**What you will do**
Only the lines with "lantern" in the entries below belong in the answer; please copy them.

Data for the task section start

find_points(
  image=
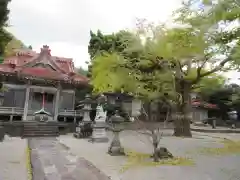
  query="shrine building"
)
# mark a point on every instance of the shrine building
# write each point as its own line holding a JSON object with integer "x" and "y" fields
{"x": 39, "y": 83}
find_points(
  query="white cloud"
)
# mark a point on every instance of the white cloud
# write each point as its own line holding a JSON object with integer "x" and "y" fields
{"x": 64, "y": 25}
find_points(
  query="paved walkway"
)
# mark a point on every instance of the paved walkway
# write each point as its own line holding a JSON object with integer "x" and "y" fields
{"x": 53, "y": 161}
{"x": 209, "y": 129}
{"x": 13, "y": 159}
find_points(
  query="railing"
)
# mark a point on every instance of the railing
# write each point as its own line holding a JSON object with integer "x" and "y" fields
{"x": 19, "y": 111}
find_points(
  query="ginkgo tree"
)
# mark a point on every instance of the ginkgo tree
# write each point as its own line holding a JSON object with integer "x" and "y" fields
{"x": 158, "y": 59}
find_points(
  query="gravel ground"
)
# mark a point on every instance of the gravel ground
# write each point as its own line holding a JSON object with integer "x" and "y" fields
{"x": 207, "y": 167}
{"x": 13, "y": 159}
{"x": 53, "y": 161}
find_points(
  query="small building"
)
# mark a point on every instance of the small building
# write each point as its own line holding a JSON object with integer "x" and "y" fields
{"x": 39, "y": 83}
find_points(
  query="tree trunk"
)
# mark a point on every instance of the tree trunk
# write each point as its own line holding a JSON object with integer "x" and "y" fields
{"x": 155, "y": 147}
{"x": 183, "y": 110}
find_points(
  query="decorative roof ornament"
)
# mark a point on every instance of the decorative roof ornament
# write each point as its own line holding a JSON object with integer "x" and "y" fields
{"x": 45, "y": 48}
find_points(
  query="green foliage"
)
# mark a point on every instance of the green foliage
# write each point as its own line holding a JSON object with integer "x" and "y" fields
{"x": 4, "y": 11}
{"x": 167, "y": 56}
{"x": 210, "y": 84}
{"x": 12, "y": 45}
{"x": 81, "y": 71}
{"x": 100, "y": 43}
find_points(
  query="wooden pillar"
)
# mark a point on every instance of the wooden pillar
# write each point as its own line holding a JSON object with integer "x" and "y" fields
{"x": 57, "y": 103}
{"x": 25, "y": 112}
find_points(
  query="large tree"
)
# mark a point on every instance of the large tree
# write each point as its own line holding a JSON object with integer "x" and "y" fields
{"x": 179, "y": 58}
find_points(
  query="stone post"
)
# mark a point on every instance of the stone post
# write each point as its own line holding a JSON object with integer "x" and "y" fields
{"x": 57, "y": 103}
{"x": 99, "y": 126}
{"x": 116, "y": 148}
{"x": 84, "y": 128}
{"x": 25, "y": 112}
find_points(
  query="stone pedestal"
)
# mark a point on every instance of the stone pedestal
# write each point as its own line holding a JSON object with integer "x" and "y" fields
{"x": 115, "y": 148}
{"x": 99, "y": 133}
{"x": 99, "y": 127}
{"x": 2, "y": 133}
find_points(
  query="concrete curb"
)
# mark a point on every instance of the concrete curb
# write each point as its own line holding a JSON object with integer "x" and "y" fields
{"x": 216, "y": 130}
{"x": 29, "y": 162}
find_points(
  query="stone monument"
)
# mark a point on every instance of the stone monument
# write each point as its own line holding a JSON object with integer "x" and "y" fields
{"x": 99, "y": 126}
{"x": 84, "y": 127}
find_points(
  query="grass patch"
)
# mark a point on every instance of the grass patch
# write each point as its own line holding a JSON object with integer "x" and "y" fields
{"x": 229, "y": 147}
{"x": 136, "y": 159}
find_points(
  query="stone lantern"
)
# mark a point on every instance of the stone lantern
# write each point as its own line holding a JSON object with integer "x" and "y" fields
{"x": 115, "y": 148}
{"x": 99, "y": 126}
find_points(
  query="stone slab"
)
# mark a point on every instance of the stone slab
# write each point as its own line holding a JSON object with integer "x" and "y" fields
{"x": 53, "y": 161}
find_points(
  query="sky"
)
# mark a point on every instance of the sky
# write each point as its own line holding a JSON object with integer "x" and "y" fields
{"x": 64, "y": 25}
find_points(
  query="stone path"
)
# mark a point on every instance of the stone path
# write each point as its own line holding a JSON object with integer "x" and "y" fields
{"x": 53, "y": 161}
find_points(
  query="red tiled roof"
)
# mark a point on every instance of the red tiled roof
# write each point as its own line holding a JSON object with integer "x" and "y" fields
{"x": 20, "y": 63}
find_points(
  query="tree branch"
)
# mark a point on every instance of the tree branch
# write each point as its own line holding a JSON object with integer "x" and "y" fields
{"x": 218, "y": 68}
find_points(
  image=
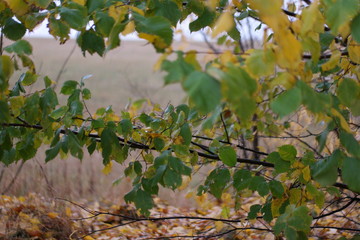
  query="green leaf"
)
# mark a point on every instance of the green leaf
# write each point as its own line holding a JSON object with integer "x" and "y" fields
{"x": 287, "y": 102}
{"x": 178, "y": 166}
{"x": 314, "y": 101}
{"x": 185, "y": 133}
{"x": 41, "y": 3}
{"x": 74, "y": 17}
{"x": 217, "y": 181}
{"x": 206, "y": 18}
{"x": 159, "y": 143}
{"x": 86, "y": 94}
{"x": 228, "y": 156}
{"x": 172, "y": 179}
{"x": 14, "y": 30}
{"x": 276, "y": 188}
{"x": 51, "y": 153}
{"x": 355, "y": 30}
{"x": 157, "y": 26}
{"x": 28, "y": 78}
{"x": 58, "y": 113}
{"x": 59, "y": 29}
{"x": 288, "y": 152}
{"x": 4, "y": 112}
{"x": 76, "y": 107}
{"x": 19, "y": 47}
{"x": 90, "y": 41}
{"x": 242, "y": 179}
{"x": 104, "y": 23}
{"x": 281, "y": 165}
{"x": 126, "y": 127}
{"x": 325, "y": 171}
{"x": 69, "y": 87}
{"x": 108, "y": 138}
{"x": 350, "y": 143}
{"x": 254, "y": 210}
{"x": 93, "y": 5}
{"x": 267, "y": 213}
{"x": 349, "y": 94}
{"x": 340, "y": 12}
{"x": 239, "y": 90}
{"x": 294, "y": 220}
{"x": 350, "y": 173}
{"x": 177, "y": 70}
{"x": 203, "y": 90}
{"x": 168, "y": 9}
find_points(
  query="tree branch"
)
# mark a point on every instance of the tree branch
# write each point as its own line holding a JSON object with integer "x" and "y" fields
{"x": 137, "y": 145}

Data for the task section end

**The answer**
  query="stone lantern"
# mark a point on every instance of the stone lantern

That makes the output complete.